Return each line of the data below verbatim; pictures are to be left out.

Stored items from a collection:
◆ ◆ ◆ ◆

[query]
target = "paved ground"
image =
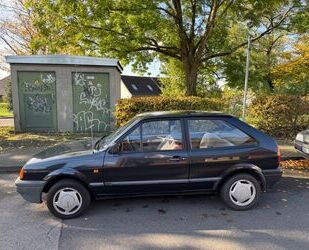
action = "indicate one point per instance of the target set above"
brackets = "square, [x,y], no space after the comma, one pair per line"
[281,221]
[4,122]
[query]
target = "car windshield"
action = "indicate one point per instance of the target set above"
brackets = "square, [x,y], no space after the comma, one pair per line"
[109,138]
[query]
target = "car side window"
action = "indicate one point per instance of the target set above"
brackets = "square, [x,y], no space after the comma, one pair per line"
[132,142]
[162,135]
[216,133]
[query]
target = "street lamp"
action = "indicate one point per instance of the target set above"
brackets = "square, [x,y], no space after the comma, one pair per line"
[244,105]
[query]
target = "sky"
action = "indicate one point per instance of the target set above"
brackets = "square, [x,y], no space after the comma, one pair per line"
[154,68]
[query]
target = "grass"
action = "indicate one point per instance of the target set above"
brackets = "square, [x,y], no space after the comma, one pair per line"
[9,139]
[295,164]
[4,112]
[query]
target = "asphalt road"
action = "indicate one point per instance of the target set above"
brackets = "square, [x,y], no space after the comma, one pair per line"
[281,221]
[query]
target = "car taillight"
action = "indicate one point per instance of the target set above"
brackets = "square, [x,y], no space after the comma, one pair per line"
[21,173]
[278,153]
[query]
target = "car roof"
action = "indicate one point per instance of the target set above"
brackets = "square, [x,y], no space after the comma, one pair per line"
[183,113]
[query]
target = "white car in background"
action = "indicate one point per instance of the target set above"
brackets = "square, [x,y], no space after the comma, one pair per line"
[302,143]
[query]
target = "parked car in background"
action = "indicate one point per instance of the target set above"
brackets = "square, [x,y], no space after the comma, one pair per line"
[302,143]
[159,153]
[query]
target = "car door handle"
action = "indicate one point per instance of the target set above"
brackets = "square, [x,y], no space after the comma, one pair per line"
[177,158]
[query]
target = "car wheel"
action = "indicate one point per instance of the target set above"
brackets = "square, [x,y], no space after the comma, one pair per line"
[68,199]
[241,192]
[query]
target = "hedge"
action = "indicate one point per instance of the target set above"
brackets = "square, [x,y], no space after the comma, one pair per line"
[280,116]
[128,108]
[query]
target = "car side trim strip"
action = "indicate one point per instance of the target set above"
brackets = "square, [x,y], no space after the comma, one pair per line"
[154,182]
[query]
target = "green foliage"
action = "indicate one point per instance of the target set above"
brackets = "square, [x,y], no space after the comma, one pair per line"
[128,108]
[195,33]
[8,95]
[280,116]
[174,82]
[292,73]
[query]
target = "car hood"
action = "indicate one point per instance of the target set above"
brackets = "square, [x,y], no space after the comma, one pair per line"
[63,151]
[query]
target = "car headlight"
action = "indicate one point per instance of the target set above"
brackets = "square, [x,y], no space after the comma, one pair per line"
[300,137]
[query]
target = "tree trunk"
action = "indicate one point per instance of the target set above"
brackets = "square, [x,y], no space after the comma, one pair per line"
[191,71]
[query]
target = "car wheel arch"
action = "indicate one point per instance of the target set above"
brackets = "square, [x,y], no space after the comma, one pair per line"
[53,179]
[251,169]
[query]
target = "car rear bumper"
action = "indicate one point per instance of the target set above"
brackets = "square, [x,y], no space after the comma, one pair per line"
[30,190]
[272,176]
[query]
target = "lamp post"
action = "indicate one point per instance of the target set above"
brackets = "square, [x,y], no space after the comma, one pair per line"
[246,80]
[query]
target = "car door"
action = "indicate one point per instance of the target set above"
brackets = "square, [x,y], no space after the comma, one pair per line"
[152,157]
[215,145]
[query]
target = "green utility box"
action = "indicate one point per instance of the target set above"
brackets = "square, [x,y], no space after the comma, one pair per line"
[64,93]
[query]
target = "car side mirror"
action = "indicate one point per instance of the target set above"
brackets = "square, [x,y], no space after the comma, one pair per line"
[115,148]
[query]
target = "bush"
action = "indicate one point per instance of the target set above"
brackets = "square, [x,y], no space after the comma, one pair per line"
[280,116]
[128,108]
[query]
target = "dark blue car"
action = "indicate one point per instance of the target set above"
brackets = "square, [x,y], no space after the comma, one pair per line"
[160,153]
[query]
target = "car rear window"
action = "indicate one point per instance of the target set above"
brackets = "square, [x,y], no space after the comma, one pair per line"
[213,133]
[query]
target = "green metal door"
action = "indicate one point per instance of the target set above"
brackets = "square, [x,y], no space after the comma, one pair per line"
[91,108]
[37,101]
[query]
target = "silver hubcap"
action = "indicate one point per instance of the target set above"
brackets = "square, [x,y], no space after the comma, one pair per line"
[67,201]
[242,192]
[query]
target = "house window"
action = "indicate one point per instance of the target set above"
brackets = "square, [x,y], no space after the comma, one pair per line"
[134,87]
[149,87]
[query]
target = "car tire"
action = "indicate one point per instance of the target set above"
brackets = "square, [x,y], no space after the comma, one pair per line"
[241,192]
[68,199]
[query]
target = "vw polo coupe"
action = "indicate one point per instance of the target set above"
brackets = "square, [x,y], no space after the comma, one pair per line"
[159,153]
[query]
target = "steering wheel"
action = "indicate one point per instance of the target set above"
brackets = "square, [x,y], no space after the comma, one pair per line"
[128,144]
[166,139]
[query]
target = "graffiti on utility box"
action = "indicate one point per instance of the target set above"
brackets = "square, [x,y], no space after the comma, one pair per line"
[91,102]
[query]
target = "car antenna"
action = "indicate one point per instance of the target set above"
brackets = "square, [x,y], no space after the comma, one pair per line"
[92,139]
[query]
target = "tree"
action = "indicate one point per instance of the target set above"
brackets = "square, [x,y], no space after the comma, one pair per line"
[264,56]
[16,30]
[193,32]
[292,74]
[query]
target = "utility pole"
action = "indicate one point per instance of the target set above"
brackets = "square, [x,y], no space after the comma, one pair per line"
[246,80]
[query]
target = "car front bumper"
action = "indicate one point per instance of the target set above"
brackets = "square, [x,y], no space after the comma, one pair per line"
[30,190]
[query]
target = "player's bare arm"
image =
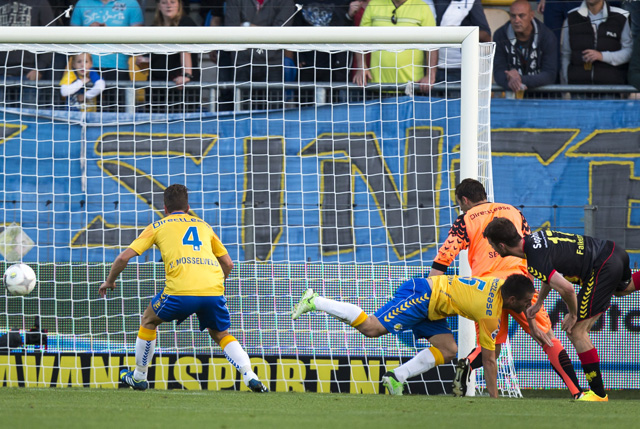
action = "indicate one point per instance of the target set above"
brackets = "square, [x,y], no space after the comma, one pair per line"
[435,272]
[226,264]
[119,264]
[490,371]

◆ ◆ ◆ ◆

» **Output of the task**
[query]
target = "paved ground"
image =
action = "indicate one point per instance of the target set above"
brackets = "square, [x,y], no space after the comma, one pair per line"
[281,221]
[4,122]
[query]
target = "car windshield"
action = "indicate one point per instance of the target set above"
brackets = "square, [x,y], no space after the comma, one pair per line"
[109,138]
[query]
target = "car side window"
action = "indicate one point per instance of the target set above"
brackets = "square, [x,y], no space after the comma, one pair per line"
[132,142]
[162,135]
[216,133]
[query]
target = "street lamp"
action = "indicate one point per instance of the target set above"
brackets = "square, [x,y], no space after the comma, one pair per line"
[244,105]
[query]
target = "sky"
action = "indicate one point per instance of the target set above"
brackets = "square, [x,y], no space after the comma, one pair per line"
[154,68]
[query]
target = "grass"
action = "indicate one point per instance of the target set above"
brackets = "square, [x,y], no space after the comma, one pair per line"
[9,139]
[295,164]
[4,112]
[query]
target = "asphalt road"
action = "indicate one point per instance of the target set above"
brackets = "square, [x,y], no space after the comma, one pair per line"
[281,221]
[query]
target = "car taillight"
action = "indicate one point per instance of the target set above"
brackets = "square, [x,y], no space after the comma, one pair per line"
[21,173]
[278,153]
[query]
target = "car roof"
action = "indicate one point per instance of the target set above"
brackets = "square, [x,y], no space after the comma, one pair per line"
[183,113]
[query]
target = "white car in background"
action = "indicate one point per instance of the target set above"
brackets = "square, [x,y], no space after the comma, one pair per line"
[302,143]
[query]
target = "parked car in background"
action = "indicate one point per instance of the target set above"
brackets = "square, [x,y], no space after the comma, one pair per line"
[302,143]
[159,153]
[query]
target = "car door handle"
action = "indicate one point per instance of the target set above"
brackets = "square, [x,y], no space after the comma, one pair per line"
[177,158]
[query]
target = "car wheel"
action = "indicate one point per instance of the target set above"
brackets = "square, [x,y], no space after the comma, one pair per line"
[68,199]
[241,192]
[query]
target = "hedge"
action = "indicate one point per instance of the target set above"
brackets = "square, [x,y], no space after the comma, one pair per line"
[280,116]
[128,108]
[query]
target = "car side trim strip"
action = "indicate one point per instance of the target set above"
brackets = "square, [x,y], no space after the comma, one pair per line"
[154,182]
[query]
target = "green foliage"
action = "indicate one point per instance of the target set above"
brackets = "square, [x,y], no space after the comma, one pair per line"
[128,108]
[195,33]
[8,95]
[280,116]
[174,82]
[292,73]
[query]
target = "car hood"
action = "indicate one point per instance of the target set above"
brackets = "square, [x,y], no space after the comma, one pair per line"
[63,151]
[query]
target = "car headlight"
action = "indicate one point per instance of the target set above"
brackets = "square, [x,y], no space after the comma, one pair per line"
[300,137]
[query]
target = "tree trunk"
action = "indicate one point per instance of the target set above"
brackets = "square, [x,y], no space after the comma, one pair per line"
[191,71]
[query]
target = "car wheel arch"
action = "indicate one point per instance of the target set above"
brackets = "square, [x,y], no space after the comma, one pair per line"
[53,179]
[251,169]
[query]
target = "car rear bumper"
action = "indicate one point per instance of the target set above"
brackets = "square, [x,y], no space after the comma, one pair per line"
[30,190]
[272,176]
[query]
target = "lamp post"
action = "indicate one point per instance of the target set above"
brackets = "square, [x,y], no space after the comma, one pair per line"
[246,80]
[query]
target = "car door"
action = "indicate one point per instance of the target set above"
brackets = "square, [x,y], no space after the comma, one pair per line"
[152,157]
[215,145]
[query]
target = "green utility box"
action = "indicate one point per instance of the target set above"
brackets = "square, [x,y], no space after the comma, one pair per line"
[64,93]
[query]
target = "car side mirror"
action = "indicate one point per instance of the target set above"
brackets = "square, [x,y], no space after the comma, one pair per line"
[115,148]
[query]
target = "bush"
action = "indicate one point per instance of the target set above"
brackets = "square, [x,y], no space after the comma, one pair per line"
[280,116]
[128,108]
[query]
target = "dark blue car"
action = "indicate one point per instance of the target set above"
brackets = "square, [x,y], no space after the comma, one pair per line"
[160,153]
[query]
target = "car rear window"
action = "indicate one point per instance of the target set above"
brackets = "square, [x,y], no space after the comma, one pair per line"
[213,133]
[query]
target = "green metal door"
action = "indicate one point per instance of the target set above"
brackets = "square, [x,y], no space after the comma, one pair per line"
[91,108]
[37,101]
[query]
target = "silver hubcap"
action = "indicate one point per instance of the target set above"
brackets = "square, [x,y], no space after the comma, one pair per line"
[67,201]
[242,192]
[query]
target = "house window"
action = "indicate one point per instance of the target set above"
brackets = "square, [x,y], no space after the comma, one pair per line"
[134,87]
[149,87]
[query]
target = "car tire"
action = "indicate one point per instance of the target set above"
brackets = "square, [x,y], no space after the comma, one pair per line"
[241,192]
[68,199]
[query]
target = "vw polo coupe"
action = "indicate one point per instance of the target set above"
brackets = "square, [x,y], no space after the comma, one pair per line"
[159,153]
[query]
target = "steering wheel"
action = "indicate one point per instance of the target set above"
brackets = "square, [x,y], no space after the comma, one pair per line"
[128,144]
[166,139]
[query]
target = "graffiti on utility box"
action = "indicate one point per instance of the target set above"
brackets = "square, [x,y], no space after the comma, one pair per line"
[91,102]
[query]
target = "car antenna"
action = "indicate one point per instance of the target set above"
brackets = "square, [x,y], no space after the comma, one pair per line"
[92,139]
[query]
target = "tree"
action = "indicate one point per instance of the target set above"
brackets = "square, [x,y], no space after the comma, one pair per line"
[264,56]
[16,30]
[193,32]
[292,74]
[query]
target = "utility pole"
action = "indicate one point per instance of the target set above"
brackets = "square, [x,y], no space after the comma, one pair per line"
[246,80]
[query]
target = "car front bumper"
action = "indicate one point per instance of the target set above"
brackets = "square, [x,y], no space after the comma, one pair per line"
[30,190]
[query]
target = "player's bare arm"
image =
action = "indicate one point per instance of the target set above"
brackets = "square, [x,y], no space after the comma, one pair per line"
[435,272]
[226,264]
[119,264]
[490,371]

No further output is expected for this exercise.